■ SOURCE EXTRACT:
* * * * * * *

A: I have lived in Bedford for the past 10 years. I am self-employed. I work as a consultant in the field of clinical research, monitoring and project managing clinical trials. I travel extensively for work. I started my own company in 2010 so I would have more control over my own schedule because I wanted more time for CASA.
Q: What was your reaction when you found yourself among four finalists for the award?
A: I got the call on July 31 and I was shocked. I am humbled and honored to have been chosen. As a longtime NASCAR fan, I know who Betty Jane France is and I know of her work and her community service. She sets the bar high and leads by example.
Q: What are some of the issues children deal with these days?
A: The kids that CASA sees are all in the court system due to either abuse, neglect or both. Depending on the circumstances, some may still be in their own home while their parents work to correct any issues, others may be placed with relatives or in foster or group homes. These kids are oftentimes scared and we are the one consistent adult presence in their lives throughout the case.
Q: What are some of the challenges kids face?
A: Two things that come to mind are the challenges and dangers kids face with social media and synthetic drugs. Kids just have no idea how choices they make today about social media can stay with them the rest of their lives.
Q: What is your biggest satisfaction as a court appointed special advocate?

* * * * * * *

■ SUPPLIED MATERIAL:
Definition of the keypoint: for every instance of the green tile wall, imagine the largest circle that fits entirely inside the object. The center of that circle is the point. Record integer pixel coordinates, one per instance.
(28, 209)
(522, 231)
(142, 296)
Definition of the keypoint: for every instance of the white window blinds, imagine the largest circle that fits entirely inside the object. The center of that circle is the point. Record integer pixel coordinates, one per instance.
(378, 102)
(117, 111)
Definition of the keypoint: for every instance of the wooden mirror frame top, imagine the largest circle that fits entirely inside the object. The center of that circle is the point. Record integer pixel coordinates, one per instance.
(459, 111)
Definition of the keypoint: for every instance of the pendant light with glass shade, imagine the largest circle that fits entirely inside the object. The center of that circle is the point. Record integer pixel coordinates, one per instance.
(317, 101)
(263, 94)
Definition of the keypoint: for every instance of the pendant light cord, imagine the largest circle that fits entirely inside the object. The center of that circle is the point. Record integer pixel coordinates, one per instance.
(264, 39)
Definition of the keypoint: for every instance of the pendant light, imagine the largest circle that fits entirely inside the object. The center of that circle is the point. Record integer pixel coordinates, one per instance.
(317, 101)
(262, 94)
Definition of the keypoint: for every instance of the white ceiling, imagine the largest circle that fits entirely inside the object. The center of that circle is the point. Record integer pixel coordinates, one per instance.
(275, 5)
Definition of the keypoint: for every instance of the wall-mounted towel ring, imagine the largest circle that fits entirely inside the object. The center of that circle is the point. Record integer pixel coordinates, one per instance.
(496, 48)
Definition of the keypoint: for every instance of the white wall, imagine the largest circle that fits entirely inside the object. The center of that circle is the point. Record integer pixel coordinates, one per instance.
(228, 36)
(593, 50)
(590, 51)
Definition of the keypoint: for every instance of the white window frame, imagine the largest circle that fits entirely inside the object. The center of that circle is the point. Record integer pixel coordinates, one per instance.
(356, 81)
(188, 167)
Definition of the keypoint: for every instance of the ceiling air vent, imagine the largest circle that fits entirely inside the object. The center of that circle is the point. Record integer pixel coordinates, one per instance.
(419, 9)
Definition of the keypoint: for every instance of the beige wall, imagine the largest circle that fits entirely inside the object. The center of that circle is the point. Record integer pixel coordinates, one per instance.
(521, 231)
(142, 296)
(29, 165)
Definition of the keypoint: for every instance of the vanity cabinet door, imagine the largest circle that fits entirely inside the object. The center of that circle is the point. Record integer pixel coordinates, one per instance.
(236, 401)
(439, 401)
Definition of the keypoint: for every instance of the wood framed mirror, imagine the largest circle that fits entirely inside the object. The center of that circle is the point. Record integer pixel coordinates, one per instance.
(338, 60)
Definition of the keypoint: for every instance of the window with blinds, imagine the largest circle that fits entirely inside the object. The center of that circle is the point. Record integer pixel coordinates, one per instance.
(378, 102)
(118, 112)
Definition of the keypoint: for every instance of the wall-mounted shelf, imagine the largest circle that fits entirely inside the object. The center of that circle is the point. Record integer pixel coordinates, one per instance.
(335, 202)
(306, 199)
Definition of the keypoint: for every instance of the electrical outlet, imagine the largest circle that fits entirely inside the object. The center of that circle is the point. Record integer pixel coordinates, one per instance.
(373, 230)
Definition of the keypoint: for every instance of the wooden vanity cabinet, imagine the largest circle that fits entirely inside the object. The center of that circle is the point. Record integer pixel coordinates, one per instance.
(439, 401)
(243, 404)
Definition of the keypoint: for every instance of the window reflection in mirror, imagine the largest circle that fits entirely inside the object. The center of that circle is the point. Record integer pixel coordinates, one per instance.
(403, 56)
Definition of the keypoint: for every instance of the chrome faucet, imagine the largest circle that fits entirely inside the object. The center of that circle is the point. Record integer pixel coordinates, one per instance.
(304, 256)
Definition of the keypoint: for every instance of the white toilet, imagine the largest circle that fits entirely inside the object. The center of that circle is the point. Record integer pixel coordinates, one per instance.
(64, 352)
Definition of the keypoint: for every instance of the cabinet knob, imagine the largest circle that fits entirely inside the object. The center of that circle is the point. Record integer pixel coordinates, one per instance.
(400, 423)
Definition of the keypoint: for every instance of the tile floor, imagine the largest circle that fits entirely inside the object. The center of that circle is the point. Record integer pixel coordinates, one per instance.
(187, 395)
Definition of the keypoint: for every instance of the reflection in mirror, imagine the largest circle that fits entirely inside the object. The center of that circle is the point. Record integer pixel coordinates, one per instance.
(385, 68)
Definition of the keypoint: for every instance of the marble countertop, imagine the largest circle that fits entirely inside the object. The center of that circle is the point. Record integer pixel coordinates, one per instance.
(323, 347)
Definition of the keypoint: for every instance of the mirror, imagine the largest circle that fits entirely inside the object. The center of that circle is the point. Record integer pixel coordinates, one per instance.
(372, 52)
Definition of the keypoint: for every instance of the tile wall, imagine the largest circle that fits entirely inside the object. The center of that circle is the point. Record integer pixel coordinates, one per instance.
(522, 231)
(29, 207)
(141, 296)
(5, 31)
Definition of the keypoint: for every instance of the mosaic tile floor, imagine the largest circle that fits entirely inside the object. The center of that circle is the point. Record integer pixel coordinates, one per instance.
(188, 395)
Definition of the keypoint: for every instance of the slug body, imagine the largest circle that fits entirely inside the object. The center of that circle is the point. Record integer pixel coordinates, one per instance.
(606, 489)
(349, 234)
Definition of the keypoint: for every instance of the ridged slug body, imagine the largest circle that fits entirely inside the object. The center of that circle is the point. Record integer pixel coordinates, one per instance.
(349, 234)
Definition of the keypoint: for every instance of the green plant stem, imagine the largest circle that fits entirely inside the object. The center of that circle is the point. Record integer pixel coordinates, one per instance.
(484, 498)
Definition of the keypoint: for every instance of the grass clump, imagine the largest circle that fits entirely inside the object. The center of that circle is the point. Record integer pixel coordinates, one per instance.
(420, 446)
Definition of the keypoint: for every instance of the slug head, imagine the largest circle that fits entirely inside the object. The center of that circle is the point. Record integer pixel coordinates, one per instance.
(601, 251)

* * * * * * *

■ APPLY WHAT YOU READ:
(a) According to the interview, in what year did the speaker start a company?
(b) Reproduce the passage of the interview starting with "Q: What was" and going on through "challenges kids face?".
The entries were taken from a separate source that has nothing to do with the interview.

■ SOLUTIONS BY TASK:
(a) 2010

(b)
Q: What was your reaction when you found yourself among four finalists for the award?
A: I got the call on July 31 and I was shocked. I am humbled and honored to have been chosen. As a longtime NASCAR fan, I know who Betty Jane France is and I know of her work and her community service. She sets the bar high and leads by example.
Q: What are some of the issues children deal with these days?
A: The kids that CASA sees are all in the court system due to either abuse, neglect or both. Depending on the circumstances, some may still be in their own home while their parents work to correct any issues, others may be placed with relatives or in foster or group homes. These kids are oftentimes scared and we are the one consistent adult presence in their lives throughout the case.
Q: What are some of the challenges kids face?